== Stated exercise ==
Count the lines in the material below that contain the word "provide". Reply with the number alone.

+++++

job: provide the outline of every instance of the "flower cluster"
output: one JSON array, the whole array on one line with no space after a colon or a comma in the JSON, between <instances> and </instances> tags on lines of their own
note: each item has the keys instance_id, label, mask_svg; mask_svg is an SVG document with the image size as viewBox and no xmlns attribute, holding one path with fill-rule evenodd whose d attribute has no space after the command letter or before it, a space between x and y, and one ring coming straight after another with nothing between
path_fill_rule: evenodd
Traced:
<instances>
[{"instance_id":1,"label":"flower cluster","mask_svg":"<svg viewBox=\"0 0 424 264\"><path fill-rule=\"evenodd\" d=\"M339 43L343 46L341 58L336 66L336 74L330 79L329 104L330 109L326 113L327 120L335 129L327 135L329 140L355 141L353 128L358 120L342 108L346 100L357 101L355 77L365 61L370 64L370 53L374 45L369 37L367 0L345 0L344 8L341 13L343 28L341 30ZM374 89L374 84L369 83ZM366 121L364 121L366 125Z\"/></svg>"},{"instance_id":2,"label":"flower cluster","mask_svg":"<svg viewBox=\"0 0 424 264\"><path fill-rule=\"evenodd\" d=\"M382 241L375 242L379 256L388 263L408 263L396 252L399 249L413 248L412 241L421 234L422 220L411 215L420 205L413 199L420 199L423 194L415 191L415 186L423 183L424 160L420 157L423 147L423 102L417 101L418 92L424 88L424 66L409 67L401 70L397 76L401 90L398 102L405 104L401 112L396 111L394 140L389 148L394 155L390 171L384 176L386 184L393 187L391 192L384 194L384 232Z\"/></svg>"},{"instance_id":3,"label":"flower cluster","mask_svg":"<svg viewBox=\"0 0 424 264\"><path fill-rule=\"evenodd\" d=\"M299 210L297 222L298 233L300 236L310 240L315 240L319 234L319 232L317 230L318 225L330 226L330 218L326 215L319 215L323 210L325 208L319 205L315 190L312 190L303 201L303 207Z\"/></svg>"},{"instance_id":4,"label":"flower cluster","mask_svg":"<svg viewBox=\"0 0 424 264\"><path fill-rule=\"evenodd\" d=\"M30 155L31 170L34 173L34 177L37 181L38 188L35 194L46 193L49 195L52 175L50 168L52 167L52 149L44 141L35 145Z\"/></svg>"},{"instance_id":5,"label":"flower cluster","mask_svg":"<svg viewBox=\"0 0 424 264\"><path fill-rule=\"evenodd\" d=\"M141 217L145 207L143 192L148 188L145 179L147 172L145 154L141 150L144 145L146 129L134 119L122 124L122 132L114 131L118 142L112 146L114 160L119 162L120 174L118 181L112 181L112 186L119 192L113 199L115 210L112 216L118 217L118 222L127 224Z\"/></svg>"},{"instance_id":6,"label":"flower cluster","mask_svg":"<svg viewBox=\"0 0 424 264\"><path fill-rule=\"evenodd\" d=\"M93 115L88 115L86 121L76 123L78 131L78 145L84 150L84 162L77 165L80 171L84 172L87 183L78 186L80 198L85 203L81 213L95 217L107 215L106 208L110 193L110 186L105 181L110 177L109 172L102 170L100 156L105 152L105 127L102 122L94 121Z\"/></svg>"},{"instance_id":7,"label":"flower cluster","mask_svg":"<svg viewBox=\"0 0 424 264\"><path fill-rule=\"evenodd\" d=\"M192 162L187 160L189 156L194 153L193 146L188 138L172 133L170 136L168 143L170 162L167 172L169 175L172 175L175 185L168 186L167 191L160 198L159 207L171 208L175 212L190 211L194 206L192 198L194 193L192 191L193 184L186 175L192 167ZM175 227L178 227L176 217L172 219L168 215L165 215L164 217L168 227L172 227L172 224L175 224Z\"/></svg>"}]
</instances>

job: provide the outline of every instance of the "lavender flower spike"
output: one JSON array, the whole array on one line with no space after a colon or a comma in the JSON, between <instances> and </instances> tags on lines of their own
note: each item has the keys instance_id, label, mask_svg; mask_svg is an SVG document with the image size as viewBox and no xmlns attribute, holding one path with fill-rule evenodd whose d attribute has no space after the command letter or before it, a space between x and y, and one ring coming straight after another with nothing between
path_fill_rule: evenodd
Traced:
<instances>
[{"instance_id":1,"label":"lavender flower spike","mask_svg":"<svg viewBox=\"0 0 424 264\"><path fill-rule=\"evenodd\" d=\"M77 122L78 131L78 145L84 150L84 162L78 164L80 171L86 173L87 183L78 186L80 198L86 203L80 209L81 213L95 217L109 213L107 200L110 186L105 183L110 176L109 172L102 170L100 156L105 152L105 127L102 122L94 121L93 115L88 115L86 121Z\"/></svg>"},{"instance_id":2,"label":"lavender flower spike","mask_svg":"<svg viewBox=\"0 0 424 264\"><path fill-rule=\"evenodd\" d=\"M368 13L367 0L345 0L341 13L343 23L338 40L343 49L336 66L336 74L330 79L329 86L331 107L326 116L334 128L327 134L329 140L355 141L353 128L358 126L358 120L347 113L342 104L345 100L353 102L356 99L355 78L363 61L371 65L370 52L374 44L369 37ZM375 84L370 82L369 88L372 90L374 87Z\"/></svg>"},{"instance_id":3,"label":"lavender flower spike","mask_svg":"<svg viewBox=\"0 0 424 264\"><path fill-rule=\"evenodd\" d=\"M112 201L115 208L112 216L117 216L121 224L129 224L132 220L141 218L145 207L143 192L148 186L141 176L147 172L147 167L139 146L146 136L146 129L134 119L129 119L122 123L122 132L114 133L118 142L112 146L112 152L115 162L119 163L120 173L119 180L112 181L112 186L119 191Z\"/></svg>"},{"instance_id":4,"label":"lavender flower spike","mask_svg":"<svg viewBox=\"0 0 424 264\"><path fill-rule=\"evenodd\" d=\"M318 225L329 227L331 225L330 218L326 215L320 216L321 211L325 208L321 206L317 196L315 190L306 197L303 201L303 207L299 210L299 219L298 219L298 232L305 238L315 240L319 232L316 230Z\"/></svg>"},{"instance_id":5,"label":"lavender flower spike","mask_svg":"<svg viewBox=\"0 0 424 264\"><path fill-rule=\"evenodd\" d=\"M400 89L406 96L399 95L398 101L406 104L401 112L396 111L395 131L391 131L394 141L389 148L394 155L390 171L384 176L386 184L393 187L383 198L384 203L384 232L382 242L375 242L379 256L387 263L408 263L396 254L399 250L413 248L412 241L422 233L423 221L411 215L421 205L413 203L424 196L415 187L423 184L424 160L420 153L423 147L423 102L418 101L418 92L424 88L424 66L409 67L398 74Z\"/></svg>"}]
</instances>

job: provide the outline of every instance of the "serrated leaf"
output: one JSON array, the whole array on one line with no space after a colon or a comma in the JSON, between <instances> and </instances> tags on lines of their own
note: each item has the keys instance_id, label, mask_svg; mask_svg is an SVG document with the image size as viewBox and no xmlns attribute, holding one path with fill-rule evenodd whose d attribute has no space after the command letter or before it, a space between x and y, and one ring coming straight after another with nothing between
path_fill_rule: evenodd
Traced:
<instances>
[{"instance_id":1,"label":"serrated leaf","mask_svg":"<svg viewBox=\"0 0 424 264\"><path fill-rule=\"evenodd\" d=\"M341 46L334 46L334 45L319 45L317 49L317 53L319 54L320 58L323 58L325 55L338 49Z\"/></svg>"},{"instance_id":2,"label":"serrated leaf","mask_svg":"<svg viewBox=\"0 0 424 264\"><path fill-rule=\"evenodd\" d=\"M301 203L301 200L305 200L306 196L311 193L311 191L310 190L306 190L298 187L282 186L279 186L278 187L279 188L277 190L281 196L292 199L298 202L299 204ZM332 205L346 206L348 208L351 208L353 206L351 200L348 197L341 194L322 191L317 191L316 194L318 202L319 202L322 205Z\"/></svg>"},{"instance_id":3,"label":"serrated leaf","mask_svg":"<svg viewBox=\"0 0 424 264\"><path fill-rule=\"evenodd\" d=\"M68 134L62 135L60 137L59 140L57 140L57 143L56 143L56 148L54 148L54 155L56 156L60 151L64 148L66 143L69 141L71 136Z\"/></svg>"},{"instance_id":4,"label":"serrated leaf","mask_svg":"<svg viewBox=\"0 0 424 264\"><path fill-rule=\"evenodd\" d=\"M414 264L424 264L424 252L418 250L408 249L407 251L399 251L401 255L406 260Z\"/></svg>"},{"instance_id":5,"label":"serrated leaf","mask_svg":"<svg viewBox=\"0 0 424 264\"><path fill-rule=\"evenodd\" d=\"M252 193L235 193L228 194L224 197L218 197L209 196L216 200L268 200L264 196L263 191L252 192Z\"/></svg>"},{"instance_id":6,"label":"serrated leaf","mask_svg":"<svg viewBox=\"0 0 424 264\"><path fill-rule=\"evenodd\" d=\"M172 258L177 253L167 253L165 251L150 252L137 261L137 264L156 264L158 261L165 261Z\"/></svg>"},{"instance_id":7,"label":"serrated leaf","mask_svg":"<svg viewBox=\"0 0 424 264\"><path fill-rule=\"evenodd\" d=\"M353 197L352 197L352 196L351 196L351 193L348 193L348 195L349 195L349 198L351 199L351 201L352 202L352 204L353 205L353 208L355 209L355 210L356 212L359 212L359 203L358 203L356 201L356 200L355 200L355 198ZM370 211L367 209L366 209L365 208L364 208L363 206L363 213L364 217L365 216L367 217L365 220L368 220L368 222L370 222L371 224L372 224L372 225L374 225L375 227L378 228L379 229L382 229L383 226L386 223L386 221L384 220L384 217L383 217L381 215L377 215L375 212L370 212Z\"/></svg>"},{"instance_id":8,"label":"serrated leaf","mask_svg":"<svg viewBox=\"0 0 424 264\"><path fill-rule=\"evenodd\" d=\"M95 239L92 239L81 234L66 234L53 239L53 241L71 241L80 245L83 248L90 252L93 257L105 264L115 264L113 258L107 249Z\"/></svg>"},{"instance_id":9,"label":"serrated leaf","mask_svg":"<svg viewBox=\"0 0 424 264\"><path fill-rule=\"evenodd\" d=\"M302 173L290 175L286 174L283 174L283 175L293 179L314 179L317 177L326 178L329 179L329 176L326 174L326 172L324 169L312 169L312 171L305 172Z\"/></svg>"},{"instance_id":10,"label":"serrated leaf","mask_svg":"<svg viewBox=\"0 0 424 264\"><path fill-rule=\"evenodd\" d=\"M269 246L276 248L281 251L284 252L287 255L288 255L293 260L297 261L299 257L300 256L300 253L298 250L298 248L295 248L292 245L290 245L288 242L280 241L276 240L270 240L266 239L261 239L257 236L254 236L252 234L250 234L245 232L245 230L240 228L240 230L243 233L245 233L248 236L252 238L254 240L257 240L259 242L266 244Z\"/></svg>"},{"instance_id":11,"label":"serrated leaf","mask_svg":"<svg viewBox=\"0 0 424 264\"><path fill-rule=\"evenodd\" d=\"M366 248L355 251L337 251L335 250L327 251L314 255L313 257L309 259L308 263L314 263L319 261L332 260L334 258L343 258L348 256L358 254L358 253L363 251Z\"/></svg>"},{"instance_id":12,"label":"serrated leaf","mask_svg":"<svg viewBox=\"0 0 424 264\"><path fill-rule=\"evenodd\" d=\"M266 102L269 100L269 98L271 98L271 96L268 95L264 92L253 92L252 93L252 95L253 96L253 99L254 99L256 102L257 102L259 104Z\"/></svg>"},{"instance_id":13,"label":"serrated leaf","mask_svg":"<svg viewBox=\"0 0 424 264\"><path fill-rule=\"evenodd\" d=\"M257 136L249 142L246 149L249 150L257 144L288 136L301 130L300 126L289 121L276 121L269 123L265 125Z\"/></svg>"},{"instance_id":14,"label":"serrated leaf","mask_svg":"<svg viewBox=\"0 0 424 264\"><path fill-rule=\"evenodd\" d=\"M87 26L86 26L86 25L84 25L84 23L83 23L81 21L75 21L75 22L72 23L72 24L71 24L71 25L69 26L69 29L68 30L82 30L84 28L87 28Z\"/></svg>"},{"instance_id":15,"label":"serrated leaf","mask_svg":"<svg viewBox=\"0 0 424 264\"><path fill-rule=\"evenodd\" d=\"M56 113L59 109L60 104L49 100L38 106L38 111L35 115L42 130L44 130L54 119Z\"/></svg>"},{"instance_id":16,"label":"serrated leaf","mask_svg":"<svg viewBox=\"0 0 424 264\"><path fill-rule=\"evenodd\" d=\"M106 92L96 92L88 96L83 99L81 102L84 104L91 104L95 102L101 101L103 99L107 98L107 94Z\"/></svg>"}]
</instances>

+++++

== Task output ==
3